-------- Dataset extract

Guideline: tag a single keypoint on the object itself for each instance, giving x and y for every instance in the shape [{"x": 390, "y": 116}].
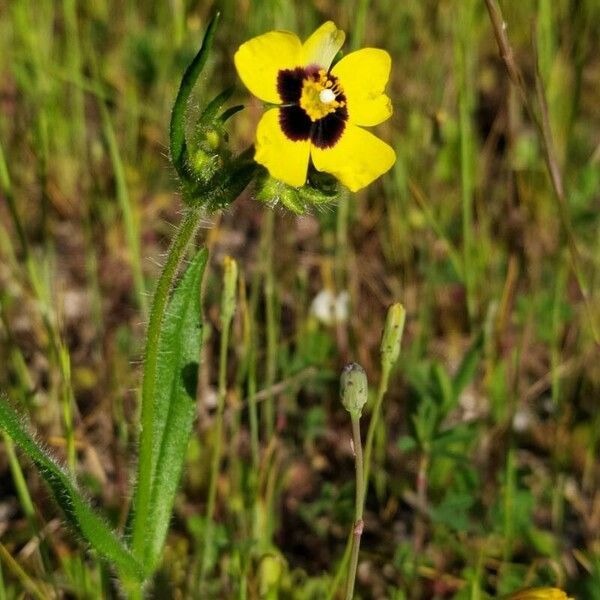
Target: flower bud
[
  {"x": 229, "y": 289},
  {"x": 392, "y": 335},
  {"x": 205, "y": 164},
  {"x": 272, "y": 191},
  {"x": 354, "y": 388}
]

----------------

Switch "flower bud" to "rosebud" and write out all the rows above again, with everything else unchanged. Leave the pictures out.

Guideline: tag a single keypoint on the object itself for each instance, giving x and y for every instance in the shape [{"x": 390, "y": 116}].
Target: rosebud
[
  {"x": 229, "y": 289},
  {"x": 392, "y": 335},
  {"x": 205, "y": 164},
  {"x": 272, "y": 191},
  {"x": 354, "y": 388}
]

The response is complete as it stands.